-- Records to use follows --
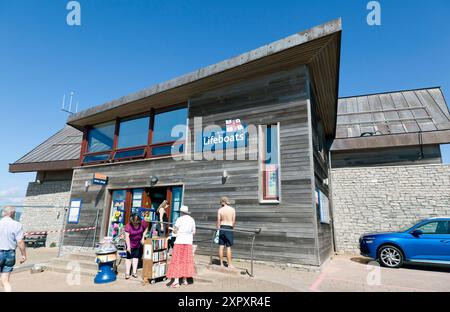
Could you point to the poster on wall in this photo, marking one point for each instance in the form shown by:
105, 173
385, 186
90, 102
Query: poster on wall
324, 206
271, 182
74, 211
147, 214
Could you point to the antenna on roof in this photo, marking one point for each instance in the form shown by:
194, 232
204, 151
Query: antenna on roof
69, 110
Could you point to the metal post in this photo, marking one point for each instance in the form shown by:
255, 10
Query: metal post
251, 253
212, 244
61, 236
95, 230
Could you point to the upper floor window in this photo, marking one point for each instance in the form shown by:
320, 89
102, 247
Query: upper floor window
133, 132
101, 138
270, 186
141, 136
165, 122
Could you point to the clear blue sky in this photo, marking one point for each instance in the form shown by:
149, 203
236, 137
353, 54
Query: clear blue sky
123, 46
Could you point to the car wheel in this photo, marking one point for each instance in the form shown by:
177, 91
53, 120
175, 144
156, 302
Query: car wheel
390, 257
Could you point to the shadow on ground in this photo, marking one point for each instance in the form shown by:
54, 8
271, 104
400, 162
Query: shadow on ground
410, 266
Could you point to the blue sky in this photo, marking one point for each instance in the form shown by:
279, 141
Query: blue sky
123, 46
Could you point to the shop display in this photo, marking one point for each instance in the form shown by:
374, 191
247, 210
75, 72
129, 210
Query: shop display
154, 260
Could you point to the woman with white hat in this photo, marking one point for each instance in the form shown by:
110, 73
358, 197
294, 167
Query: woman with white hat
182, 263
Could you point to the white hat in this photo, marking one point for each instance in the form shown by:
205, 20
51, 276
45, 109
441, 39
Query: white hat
185, 209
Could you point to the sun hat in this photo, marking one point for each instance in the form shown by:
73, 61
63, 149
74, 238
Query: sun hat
185, 210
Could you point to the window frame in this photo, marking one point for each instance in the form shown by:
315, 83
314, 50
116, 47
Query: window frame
148, 147
434, 221
262, 179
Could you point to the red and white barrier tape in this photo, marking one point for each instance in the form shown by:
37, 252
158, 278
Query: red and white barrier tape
57, 231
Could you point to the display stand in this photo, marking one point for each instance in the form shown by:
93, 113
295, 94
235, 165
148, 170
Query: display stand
154, 260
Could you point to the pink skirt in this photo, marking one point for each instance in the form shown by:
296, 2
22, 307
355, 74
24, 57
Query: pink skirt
182, 262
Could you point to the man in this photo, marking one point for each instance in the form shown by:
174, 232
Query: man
11, 236
226, 220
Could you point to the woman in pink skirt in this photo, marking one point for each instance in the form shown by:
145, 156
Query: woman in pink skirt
181, 266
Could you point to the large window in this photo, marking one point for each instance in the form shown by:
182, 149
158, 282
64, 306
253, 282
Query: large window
101, 138
143, 136
133, 132
435, 227
165, 122
270, 188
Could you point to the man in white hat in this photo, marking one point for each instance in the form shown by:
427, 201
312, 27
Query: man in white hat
11, 237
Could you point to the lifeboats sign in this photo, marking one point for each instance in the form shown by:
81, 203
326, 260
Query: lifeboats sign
234, 136
100, 179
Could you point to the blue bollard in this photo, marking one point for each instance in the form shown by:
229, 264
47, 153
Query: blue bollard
105, 273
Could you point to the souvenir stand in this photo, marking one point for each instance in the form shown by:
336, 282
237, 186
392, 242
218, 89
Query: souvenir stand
154, 262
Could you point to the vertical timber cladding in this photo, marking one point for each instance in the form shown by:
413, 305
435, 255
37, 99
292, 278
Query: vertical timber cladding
288, 233
321, 174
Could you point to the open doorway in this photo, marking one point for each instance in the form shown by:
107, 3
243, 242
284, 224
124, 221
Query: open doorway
142, 201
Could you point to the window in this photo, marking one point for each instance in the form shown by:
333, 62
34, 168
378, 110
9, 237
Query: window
270, 164
117, 214
136, 137
101, 138
133, 132
435, 227
165, 122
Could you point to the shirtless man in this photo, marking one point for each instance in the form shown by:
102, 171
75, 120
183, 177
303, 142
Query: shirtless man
226, 219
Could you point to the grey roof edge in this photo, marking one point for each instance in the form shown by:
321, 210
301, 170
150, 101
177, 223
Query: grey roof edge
326, 29
46, 141
436, 137
391, 92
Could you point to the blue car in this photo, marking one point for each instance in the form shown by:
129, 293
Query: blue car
426, 242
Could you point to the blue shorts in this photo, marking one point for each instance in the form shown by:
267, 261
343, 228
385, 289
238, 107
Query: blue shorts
-- Records to use concluded --
**What you will do**
Among the lines above, find the ones containing "shorts" and copy them.

**The completed task**
Could you point to the blue shorts in this photo, marking one point for each instance in the form shown by:
Query: blue shorts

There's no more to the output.